**TEXT EXCERPT:**
1.  Provide the internal medicine resident with the knowledge base, skills, and attitudes needed to properly manage patients with common co-existing psychiatric disorders encountered in a typical Internal Medicine practice.

2. Identify which patients with underlying psychiatric problems may be managed by a general internist and which patients require emergent and non-emergent referral to a psychiatrist.

 

Objectives:

1.  Learn how to conduct an effective psychiatric interview of a physically ill patient.

2.  Compose a comprehensive formulation of a patient's problem with special attention to the life setting and special circumstances leading to the illness and request for consultation, the significance and meaning of the illness to the patient, and the psychosomatic and somato-psychic interactions.

3.  Evaluate the specific influences of a patient's personality on the manifestation of this illness and illness behavior.

4. Learn how to formulate and implement appropriate interventions using psychopharmacological, psychotherapeutic and social measures as appropriate.

5.  Gain an understanding of how to access community services to set up appropriate outpatient psychiatric care.

6.  Develop an understanding of how to deal with patient populations with specific needs - suicidal patients, incompetent patients, and elderly patients.

7.  Develop an understanding of crisis and family intervention and what is involved in committing patients to inpatient psychiatric facilities.

8.  Develop a knowledge base, diagnostic, and therapeutic approach to the following presentations - agitation, anxiety, confusion, delusions/hallucinations, depression, sleep disturbance, cognitive/memory impairment, suicidal ideation, paranoid ideation, somatization, and personality changes.

10.  Describe indications for neuro-psychological evaluation and for electroconvulsive

therapy.

11.  Perform a depression inventory and a mental status examination.

12.  Demonstrate practice-based learning and improvement, interpersonal and communication skills, professionalism, and systems-based practice through interaction with patients, attendings and other healthcare personnel and through delivery of psychiatric care.

 

Learning Venues:

The primary site for psychiatric training of the medical resident will the Psychiatry Preceptor’s practice—office and in-patient.

 

The Psychiatry Department will provide reading references—texts and articles for the resident to review during the rotation.  Topics covered will include anxiety disorders, schizophrenia personality disorders, somatization disorders, depression/dysthymia/bipolar diseases, sleep disorders, delirium, and sexual dysfunction.

Some of these topics may be covered during the Internal Medicine Core Lecture Series.

 

Competency Assessment:

The ABIM Global Assessment Form must have all six competencies rated as satisfactory or superior. An examination might be required at the end of the rotation  and will assess medical knowledge and patient care. 

 

 Outcomes Assessment: 

The education success of the elective will be based on the following:

 

1.  Scores from the end of rotation exam demonstrating understanding.

2.  Self assessment of the value of the experience.

3.  Preceptor evaluations of the residents.

2.  Feedback from program graduates.

**EXERCISE DIRECTIONS:** Reproduce the part of the psychiatry rotation outline starting with "11.  Perform a" and going on through "of psychiatric care.", word for word.

**RECORDS SHOWN:**

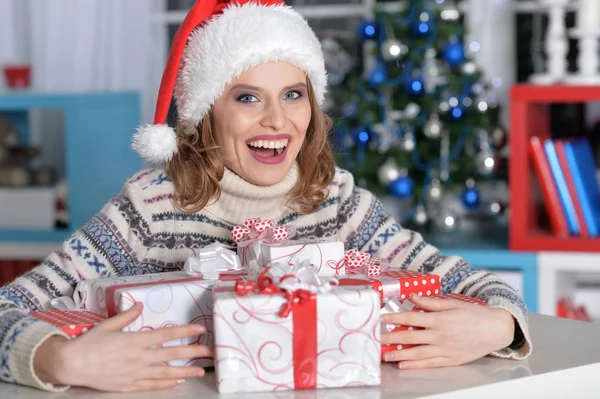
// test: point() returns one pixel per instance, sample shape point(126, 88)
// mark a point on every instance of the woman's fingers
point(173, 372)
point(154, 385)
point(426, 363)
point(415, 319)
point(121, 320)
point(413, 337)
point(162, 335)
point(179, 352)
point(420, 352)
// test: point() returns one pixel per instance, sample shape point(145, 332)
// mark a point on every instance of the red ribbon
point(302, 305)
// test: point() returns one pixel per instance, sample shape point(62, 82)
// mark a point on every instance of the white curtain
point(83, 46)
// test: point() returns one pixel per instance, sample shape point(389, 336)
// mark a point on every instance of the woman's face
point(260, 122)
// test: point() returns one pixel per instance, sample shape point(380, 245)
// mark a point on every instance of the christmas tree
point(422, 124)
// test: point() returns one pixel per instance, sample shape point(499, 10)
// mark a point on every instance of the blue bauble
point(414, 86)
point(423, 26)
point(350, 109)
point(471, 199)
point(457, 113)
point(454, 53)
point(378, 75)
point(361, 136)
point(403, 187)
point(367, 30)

==

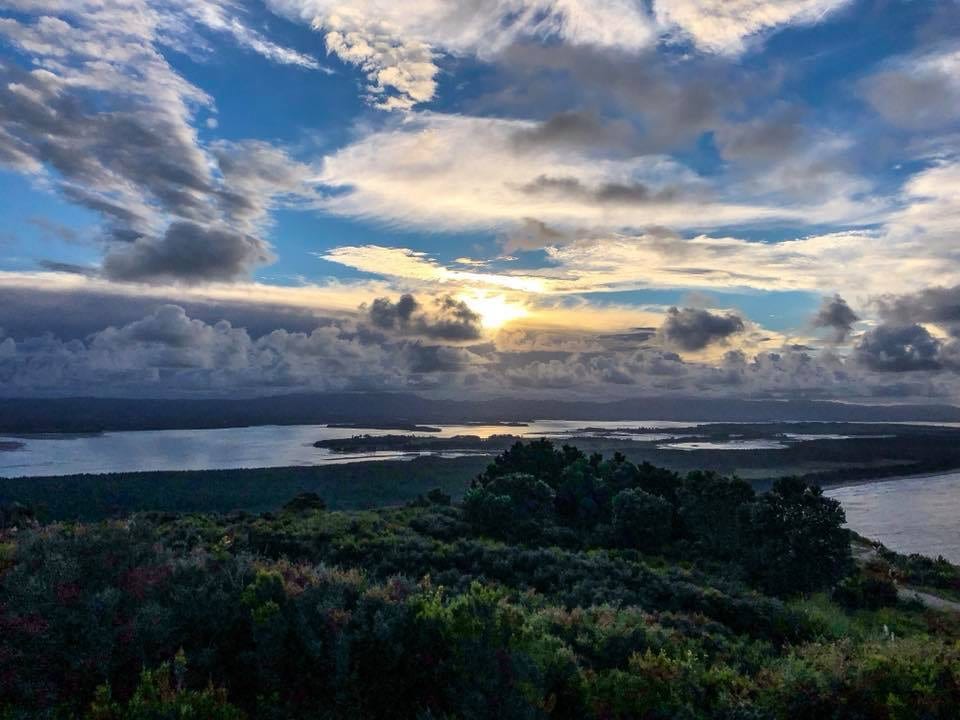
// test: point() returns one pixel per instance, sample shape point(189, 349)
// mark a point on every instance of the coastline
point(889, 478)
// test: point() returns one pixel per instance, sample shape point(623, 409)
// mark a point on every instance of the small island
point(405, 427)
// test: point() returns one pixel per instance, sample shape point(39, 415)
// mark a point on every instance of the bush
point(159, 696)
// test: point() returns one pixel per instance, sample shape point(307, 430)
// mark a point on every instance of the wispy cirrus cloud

* * *

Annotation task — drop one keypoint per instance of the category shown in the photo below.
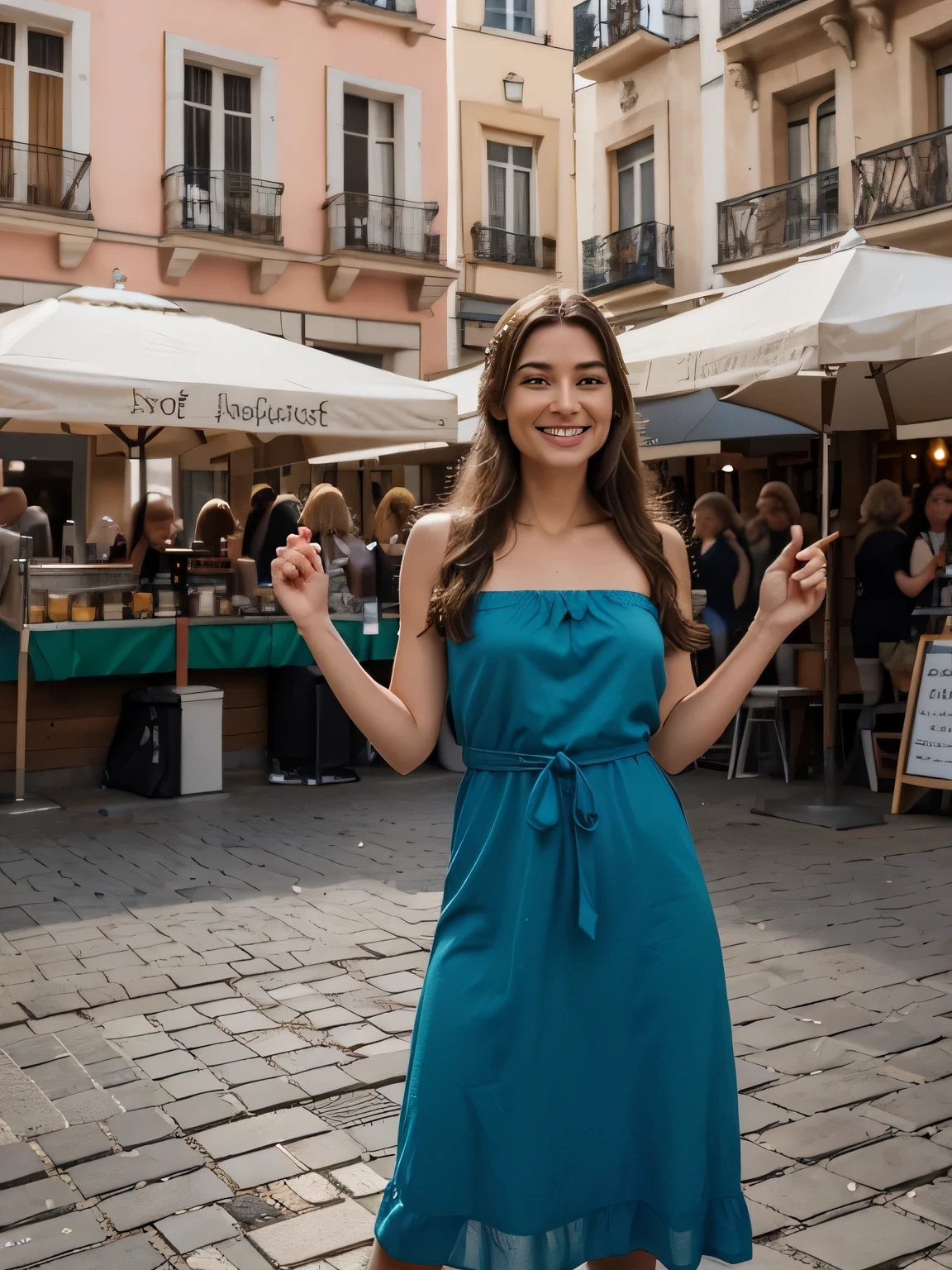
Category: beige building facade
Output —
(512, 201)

**EXERCISE OUTPUT:**
11.  Perform a depression inventory and a mental status examination.

12.  Demonstrate practice-based learning and improvement, interpersonal and communication skills, professionalism, and systems-based practice through interaction with patients, attendings and other healthcare personnel and through delivery of psychiatric care.